__Short task__. Write a continuation of the custodian agreement clause on foreign subcustodians, picking up after its final sentence.

The Custodian also may enter into arrangements for the custody of securities
entrusted to its care through foreign branches of United States banks; through
foreign banks, banking institutions or trust companies; through foreign
subsidiaries of United States banks or bank holding companies, or through
foreign securities depositories or clearing agencies (hereinafter also called,
collectively, the "Foreign Subcustodian" or indirectly through an agent,
established under the first paragraph of this section, if and to the extent
permitted by Section 17(f) of the Investment Company Act of 1940 and the rules
promulgated by the Securities and Exchange Commission thereunder, any order
issued by the Securities and Exchange Commission, or any "no-action" letter
received from the staff of the Securities and Exchange Commission. To the extent
the existing provisions of the Custodian Agreement are consistent with the
requirements of such Section, rules, order or no-action letter, they shall apply
to all such foreign custodianships. To the extent such provisions are
inconsistent with or additional requirements are established by such Section,
rules, order or no-action letter, the requirements of such Section, rules, order
or no-action letter will prevail and the parties will adhere to such
requirements; provided, however, in the absence of notification from the
Corporation of any changes or additions to such requirements, the Custodian
shall have no duty or responsibility to inquire as to any such changes or
additions.

__Raw data__.
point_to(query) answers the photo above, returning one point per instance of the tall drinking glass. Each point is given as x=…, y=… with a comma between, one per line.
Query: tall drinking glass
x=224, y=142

__Output for this task__.
Section 4. Receipt and Disbursement of Money
(1) The Custodian shall open and maintain a separate account or accounts in
the name of the Corporation or cause its agent to open and maintain
such account or accounts subject only to checks, drafts or directives
by the Custodian pursuant to the terms of this Agreement. The Custodian
or its agent shall hold in such account or accounts, subject to the
provisions hereof, all cash received by it from or for the account of
the Corporation. The Custodian or its agent shall make payments of cash
to or for the account of the Corporation from such cash only:
(a) for the purchase of securities for the portfolio of the
Corporation upon the receipt of such securities by the
Custodian or its agent unless otherwise instructed on behalf
of the Corporation;
(b) for the purchase or redemption of shares of capital stock of
the Corporation;
(c) for the payment of interest, dividends, taxes, management
fees, or operating expenses (including, without limitation
thereto, fees for legal, accounting and auditing services);
(d) for payment of distribution fees, commissions, or redemption
fees, if any;
(e) for payments in connection with the conversion, exchange or
surrender of securities owned or subscribed to by the
Corporation held by or to be delivered to the Custodian;
(f) for payments in connection with the return of securities
loaned by the Corporation upon receipt of such securities or
the reduction of collateral upon receipt of proper notice;
(g) for payments for other proper corporate purposes;
(h) or upon the termination of this Agreement.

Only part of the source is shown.